Turn the lines below, from the line containing "Locate every instance of the crowd" through the end of the items, into a numbered list, skipping any blank lines.
## Begin SOURCE RECORDS
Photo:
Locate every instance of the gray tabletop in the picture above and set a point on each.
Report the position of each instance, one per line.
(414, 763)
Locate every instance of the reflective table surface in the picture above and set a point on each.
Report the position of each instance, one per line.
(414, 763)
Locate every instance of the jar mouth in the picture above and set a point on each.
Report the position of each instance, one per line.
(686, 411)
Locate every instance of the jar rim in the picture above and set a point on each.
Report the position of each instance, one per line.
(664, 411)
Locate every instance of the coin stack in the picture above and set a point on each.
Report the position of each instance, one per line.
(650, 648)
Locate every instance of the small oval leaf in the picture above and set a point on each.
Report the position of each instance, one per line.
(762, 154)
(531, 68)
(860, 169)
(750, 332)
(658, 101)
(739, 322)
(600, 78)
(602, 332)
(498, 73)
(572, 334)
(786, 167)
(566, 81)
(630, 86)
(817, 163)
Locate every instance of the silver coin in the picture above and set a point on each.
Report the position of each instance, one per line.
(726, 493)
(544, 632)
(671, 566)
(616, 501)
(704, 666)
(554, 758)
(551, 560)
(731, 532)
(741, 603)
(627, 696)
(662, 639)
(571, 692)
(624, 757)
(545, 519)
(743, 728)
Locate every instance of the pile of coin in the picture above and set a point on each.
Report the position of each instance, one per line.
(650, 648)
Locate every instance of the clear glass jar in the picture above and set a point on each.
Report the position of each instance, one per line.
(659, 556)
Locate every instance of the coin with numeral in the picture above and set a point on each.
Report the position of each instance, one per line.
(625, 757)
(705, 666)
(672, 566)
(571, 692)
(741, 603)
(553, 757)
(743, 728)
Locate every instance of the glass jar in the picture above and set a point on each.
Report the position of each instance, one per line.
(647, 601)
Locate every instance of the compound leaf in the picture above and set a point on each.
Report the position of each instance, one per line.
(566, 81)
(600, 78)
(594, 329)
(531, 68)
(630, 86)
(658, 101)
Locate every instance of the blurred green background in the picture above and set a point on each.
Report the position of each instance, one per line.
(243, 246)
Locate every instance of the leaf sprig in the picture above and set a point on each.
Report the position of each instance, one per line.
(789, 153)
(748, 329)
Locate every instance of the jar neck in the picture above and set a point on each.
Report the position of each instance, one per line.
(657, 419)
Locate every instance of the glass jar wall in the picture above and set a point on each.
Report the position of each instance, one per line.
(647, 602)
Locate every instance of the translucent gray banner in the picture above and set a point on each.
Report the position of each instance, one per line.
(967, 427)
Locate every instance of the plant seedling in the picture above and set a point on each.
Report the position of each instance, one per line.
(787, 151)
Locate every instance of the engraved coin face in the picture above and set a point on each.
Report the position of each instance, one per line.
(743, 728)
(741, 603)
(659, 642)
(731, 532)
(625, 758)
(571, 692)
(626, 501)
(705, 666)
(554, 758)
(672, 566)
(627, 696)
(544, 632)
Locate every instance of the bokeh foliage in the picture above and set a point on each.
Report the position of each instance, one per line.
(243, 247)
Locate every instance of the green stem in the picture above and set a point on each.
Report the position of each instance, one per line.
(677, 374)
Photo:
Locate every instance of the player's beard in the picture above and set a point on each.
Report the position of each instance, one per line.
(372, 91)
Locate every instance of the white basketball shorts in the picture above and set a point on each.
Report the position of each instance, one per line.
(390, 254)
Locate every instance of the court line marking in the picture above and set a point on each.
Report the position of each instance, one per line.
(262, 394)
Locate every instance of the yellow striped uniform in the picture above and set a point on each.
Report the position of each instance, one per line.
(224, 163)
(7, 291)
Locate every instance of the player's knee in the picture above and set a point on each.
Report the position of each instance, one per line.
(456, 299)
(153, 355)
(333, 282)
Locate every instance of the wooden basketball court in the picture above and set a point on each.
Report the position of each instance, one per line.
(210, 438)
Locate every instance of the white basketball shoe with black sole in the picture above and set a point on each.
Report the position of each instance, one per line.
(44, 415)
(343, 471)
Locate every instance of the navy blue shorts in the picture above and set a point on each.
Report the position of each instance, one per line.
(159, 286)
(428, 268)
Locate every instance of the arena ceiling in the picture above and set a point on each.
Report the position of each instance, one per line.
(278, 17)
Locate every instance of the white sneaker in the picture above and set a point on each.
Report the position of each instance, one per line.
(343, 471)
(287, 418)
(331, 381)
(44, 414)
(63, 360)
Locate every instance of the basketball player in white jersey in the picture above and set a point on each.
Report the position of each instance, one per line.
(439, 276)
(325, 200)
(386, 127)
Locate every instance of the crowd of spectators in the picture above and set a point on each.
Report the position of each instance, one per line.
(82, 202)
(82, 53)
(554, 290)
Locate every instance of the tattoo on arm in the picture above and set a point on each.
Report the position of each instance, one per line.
## End SOURCE RECORDS
### [THE REPLY]
1. Locate every instance of the crowd of spectators in the picture above and set a point on each.
2. Report the position of each instance, one per line.
3. (82, 202)
4. (82, 53)
5. (554, 290)
6. Locate every instance of the tattoo on arm in the picture above and set a point on each.
7. Report the position of each instance, one per line.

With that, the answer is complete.